▸ Records for this task
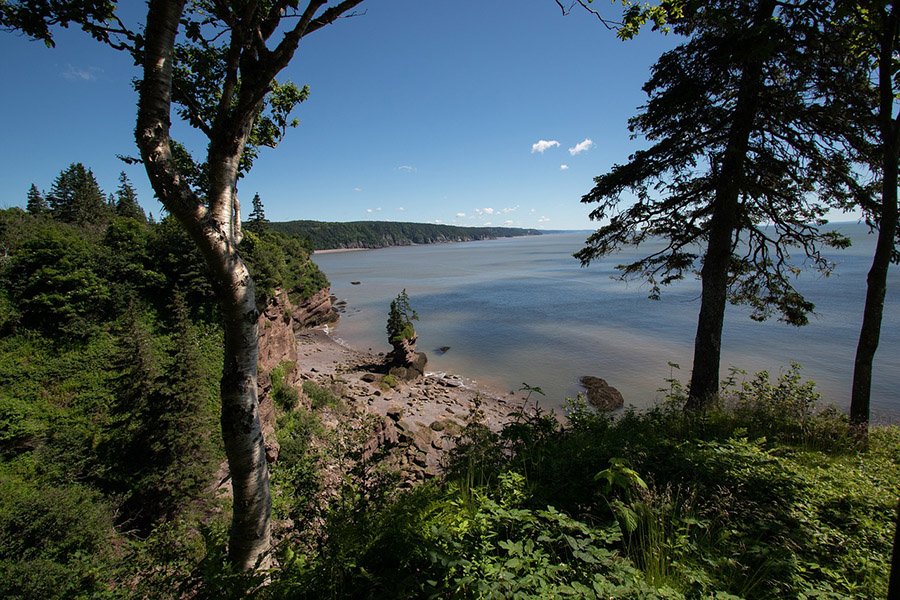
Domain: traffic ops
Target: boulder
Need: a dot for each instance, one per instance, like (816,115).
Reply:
(404,362)
(315,310)
(601,395)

▸ Aim of the exercise
Word for word, restate the records shown above, minus the pictures.

▸ Solved problem
Domain: traffic ops
Target: boulder
Need: a dot for each instance, one per instance, like (816,115).
Reply:
(404,362)
(315,310)
(601,395)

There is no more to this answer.